> [TEXT EXCERPT]
============
The Tombs of the Joseon dynasty refers to the 40 tombs of members of the House of Yi, which ruled Korea (at the time known as Joseon, and later as the Korean Empire) between 1392–1910. These tombs are scattered over 18 locations across the Korean Peninsula. They were built to honor and respect the ancestors and their achievements, and assert their royal authority. The tombs have been registered as an UNESCO World Heritage Site since 2009. Two other Joseon tombs, located in Kaesong, North Korea, were proposed but not submitted.

Structure of the tombs
The royal tombs can be divided into three main sections:

The part around Jeongjagak
It is the meeting point between the dead and the living. The area around Hongsalmun gate is the space for the living.

The area just past the gate
This is the space between the earthly and the holy. This is the area where the spirits of the kings and queens meet their earthly worshippers. This area also contains the Jeongjagak shrine, the Subokbang, and the Suragan buildings.

The sacred ground of the grave mounds
This area also includes the wall, and the other stone structures.

Other structures

Other structures include:

 Gokjang – these are the five sides of walls around the grave mound that protects the sacred area.
 Seokho – the tiger deity which serves as the guardian of the Bongbun.
 Seogyang – a sheep statue which fends off the evil spirits from earth and prays for the souls of the departed.
 Mangjuseok – this is a pair of stone pillars erected on both sides of the mound.
 Bongbun – this is where the body of the king or queen lies. It is also called Neungchim or Neungsang.
 Nanganseok – it is the hedge-like stone which protects the Byeongpungseok.
============
> [DATASET SECTION]

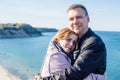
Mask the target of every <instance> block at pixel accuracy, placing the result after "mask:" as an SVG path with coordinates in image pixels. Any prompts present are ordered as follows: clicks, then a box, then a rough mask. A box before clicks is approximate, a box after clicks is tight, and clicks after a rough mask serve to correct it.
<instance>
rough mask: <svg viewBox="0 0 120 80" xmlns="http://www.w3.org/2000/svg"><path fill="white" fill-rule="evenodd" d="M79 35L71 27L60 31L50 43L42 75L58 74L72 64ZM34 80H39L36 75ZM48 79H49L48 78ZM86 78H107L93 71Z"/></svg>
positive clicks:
============
> [TASK INSTRUCTIONS]
1. Repeat the passage on the Joseon royal tombs word for word, everything from "The part around" down to "the sacred area.".
2. Write the next part of the passage on the Joseon royal tombs, continuing from its final sentence.

> [WRITTEN ANSWERS]
1.
The part around Jeongjagak
It is the meeting point between the dead and the living. The area around Hongsalmun gate is the space for the living.

The area just past the gate
This is the space between the earthly and the holy. This is the area where the spirits of the kings and queens meet their earthly worshippers. This area also contains the Jeongjagak shrine, the Subokbang, and the Suragan buildings.

The sacred ground of the grave mounds
This area also includes the wall, and the other stone structures.

Other structures

Other structures include:

 Gokjang – these are the five sides of walls around the grave mound that protects the sacred area.

2.
 Honnyuseok – a rectangular stone erected in front of the mound which is believed to invite the soul to come out and play.
 Muninseok – statues of scholars placed on the left and right sides of the Jangmyeongdeung lantern.
 Jangmyeongdeung – a lantern which comforts and prays blessing over the soul.
 Seongma – a horse statue.
 Muinseok – statue of a soldier said to be guarding the king and is placed below the Muninseok.
 Yegam – it is located on the left-side corner behind the Jeongjagak and is used for burning the written prayers after a burial service.
 Bigak – a building which has a stone monument where the names of the king and the queen are written at the front, while at the back was written the list of the king's accomplishments.
 Jeongjagak – this is where memorial services are held.
 Chamdo – these are two stone-covered paths that leads to the Jeongjagak. The higher path is called Sindo (The Path of the Gods), while the lower path is called Eodo (The Path Of the King). Only the Eodo path can be used by visitors in accordance to Korean custom.
 Suragan – this is where the food for the memorial services are brought and prepared.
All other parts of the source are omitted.